The Snuggie is a "cheap knockoff" that "undermines the integrity" of Slanket.

Consider the sad tale of Greg Clegg, who invented the Slanket:
Gary Clegg said it began in 1998, when he was a freshman at the University of Maine in Orono and living in a chilly dormitory. He cut a hole in his sleeping bag because his TV remote wouldn’t work through the fabric, and subsequently asked his mother to sew a sleeve onto it, he said. Mr. Clegg added a second sleeve and otherwise refined the design in the ensuing years.
But it is the Snuggie that has captured our imagination. The place of honor in our culture belongs to the best advertiser:
In October, the company started showing the two-minute infomercial, where Snuggie wearers read, knit and eat popcorn, while a Snuggies-ensconced family cheers in the stands at a football game. Allstar bought more than $10 million in television spots, which offer the Snuggie for $19.95. (The Slanket — larger and made from considerably thicker fleece — costs $44.95.) The ad, by Blue Moon Studios, is intentionally over the top, Mr. Boilen said.

“We were definitely in on the joke,” he said. “Do we expect a family to wear these to a football game? No.”

Hundreds of videos on YouTube parody the ad, with the most popular garnering more than a million views.

“Certain products transcend advertising and become an indelible part of popular culture,” Mr. Boilen said.
Can Clegg sue? No, he doesn't think so, and anyway he won't.
Mr. Leno’s quip about the products looking like bathrobes worn backward, [patent lawyer Clifford A.] Ulrich said, actually resonates legally: because there are many products that are shapeless garments with sleeves, like hospital gowns or religious vestments, and because the sleeved blankets are neither made from innovative materials nor have complicated moving parts, there is little that is proprietary about them from a design standpoint.
And, actually, even Slanket wasn't first. There was also Freedom Blanket, but Clegg invented his invention independently:
“I would never go around saying that I came up with something if it wasn’t true,” Mr. Clegg said. “I would have no right to be annoyed with the Snuggie people if that was the case.”
The problem is that the invention was so obvious that it was destined to be invented and reinvented by an endless chain of couch potatoes who wanted to change the channel and felt conflicted: What is worse, this show or the pain of a slightly cold arm?

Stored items
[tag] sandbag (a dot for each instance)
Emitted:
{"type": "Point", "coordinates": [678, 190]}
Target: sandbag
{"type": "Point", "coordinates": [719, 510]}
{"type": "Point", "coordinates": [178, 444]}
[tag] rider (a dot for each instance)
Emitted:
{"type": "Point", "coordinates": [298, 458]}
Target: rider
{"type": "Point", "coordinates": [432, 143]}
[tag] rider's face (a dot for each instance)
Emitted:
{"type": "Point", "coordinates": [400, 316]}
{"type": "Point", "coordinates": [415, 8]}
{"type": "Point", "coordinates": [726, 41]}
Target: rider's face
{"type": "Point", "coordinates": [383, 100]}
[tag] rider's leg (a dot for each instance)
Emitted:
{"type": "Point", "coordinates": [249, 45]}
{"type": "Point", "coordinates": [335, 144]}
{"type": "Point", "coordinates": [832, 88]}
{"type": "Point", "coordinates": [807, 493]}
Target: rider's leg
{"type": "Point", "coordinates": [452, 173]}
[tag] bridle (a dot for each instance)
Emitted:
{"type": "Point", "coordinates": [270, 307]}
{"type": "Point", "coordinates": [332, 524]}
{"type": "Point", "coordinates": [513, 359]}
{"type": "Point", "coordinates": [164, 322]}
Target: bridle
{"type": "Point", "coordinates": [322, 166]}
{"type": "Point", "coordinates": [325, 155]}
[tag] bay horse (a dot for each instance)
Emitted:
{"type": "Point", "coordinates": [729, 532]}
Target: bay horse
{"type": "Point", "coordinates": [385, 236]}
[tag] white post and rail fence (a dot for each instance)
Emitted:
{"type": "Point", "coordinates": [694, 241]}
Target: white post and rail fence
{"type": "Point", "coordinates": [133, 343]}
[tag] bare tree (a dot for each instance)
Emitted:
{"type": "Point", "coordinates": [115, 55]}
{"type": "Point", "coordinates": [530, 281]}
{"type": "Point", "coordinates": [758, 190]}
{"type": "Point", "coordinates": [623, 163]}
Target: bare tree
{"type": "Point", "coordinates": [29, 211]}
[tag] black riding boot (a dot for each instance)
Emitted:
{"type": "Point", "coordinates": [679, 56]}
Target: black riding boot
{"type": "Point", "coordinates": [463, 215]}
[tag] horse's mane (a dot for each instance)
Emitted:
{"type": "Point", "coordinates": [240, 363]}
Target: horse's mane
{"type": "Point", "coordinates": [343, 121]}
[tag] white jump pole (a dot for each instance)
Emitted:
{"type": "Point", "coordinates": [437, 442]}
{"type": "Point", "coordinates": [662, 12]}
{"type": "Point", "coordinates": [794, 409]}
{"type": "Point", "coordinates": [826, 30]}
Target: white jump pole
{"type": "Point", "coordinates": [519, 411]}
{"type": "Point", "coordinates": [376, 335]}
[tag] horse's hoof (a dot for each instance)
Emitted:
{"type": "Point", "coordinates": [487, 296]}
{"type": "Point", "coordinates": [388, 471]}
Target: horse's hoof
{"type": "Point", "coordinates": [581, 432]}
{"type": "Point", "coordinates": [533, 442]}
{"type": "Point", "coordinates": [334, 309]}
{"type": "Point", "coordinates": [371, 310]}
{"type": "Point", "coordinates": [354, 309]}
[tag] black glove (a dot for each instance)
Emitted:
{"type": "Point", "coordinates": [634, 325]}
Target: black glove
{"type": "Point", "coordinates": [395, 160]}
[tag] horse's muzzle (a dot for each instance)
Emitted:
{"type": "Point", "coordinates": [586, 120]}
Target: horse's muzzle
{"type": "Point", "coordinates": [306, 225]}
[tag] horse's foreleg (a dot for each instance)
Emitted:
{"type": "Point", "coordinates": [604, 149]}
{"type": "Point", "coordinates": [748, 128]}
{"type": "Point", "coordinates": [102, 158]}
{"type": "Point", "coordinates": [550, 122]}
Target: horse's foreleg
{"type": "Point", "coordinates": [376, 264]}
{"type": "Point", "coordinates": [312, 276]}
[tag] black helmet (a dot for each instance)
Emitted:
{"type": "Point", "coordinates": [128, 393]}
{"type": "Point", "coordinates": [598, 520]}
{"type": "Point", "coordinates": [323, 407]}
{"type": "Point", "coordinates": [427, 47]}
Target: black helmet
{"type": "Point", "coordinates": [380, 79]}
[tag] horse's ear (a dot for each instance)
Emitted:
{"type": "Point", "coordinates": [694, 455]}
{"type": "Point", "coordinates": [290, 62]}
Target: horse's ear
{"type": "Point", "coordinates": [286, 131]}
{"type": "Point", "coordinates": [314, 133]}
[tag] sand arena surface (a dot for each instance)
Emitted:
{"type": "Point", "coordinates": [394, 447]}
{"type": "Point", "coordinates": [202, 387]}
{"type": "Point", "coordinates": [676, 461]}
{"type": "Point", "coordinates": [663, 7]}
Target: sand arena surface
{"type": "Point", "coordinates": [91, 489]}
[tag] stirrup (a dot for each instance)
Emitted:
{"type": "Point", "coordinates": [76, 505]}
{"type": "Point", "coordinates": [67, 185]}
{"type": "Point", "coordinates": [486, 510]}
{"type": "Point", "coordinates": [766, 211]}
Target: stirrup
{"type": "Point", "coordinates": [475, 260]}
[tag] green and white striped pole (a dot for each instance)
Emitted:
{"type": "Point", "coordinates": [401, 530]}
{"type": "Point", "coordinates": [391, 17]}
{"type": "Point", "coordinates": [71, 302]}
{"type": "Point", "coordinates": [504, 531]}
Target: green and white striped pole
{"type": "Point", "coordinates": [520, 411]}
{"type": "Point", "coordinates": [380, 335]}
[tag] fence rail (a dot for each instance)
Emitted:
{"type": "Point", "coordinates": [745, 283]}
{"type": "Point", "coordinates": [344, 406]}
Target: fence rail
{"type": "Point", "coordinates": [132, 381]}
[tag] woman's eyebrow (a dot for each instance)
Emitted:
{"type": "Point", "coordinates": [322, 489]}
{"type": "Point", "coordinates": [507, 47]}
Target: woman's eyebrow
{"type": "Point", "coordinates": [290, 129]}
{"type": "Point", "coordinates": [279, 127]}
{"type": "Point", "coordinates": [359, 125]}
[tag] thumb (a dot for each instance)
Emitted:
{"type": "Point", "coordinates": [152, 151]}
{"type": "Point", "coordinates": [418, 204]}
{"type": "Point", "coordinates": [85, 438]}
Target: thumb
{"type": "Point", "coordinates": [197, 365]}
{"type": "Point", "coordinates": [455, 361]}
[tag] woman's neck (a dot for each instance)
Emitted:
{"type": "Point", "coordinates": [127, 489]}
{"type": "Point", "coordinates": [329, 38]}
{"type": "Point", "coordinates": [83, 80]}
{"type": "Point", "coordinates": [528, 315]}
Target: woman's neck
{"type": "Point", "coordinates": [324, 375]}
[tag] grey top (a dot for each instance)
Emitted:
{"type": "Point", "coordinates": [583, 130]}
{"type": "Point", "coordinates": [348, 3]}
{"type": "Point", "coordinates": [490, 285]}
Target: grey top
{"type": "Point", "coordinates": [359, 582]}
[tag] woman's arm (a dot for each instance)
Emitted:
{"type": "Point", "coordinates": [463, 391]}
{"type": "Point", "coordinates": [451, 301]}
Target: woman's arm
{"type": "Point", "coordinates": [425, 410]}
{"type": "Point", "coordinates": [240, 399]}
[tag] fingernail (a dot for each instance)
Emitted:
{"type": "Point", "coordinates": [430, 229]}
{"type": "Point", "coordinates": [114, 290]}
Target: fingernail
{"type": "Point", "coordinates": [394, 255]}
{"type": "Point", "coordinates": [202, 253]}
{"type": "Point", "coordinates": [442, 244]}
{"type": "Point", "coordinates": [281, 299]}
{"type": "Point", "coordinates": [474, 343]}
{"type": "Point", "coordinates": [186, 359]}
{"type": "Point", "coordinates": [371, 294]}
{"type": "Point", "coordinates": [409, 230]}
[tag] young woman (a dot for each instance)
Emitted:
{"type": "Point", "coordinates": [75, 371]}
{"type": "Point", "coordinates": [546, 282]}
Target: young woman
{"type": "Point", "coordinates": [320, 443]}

§ **PROBLEM TO WORK ON**
In the text about the Snuggie and the Slanket, what price do the Allstar television spots offer the Snuggie for? Rely solely on the text about the Snuggie and the Slanket.

§ **ANSWER TO THIS EXERCISE**
$19.95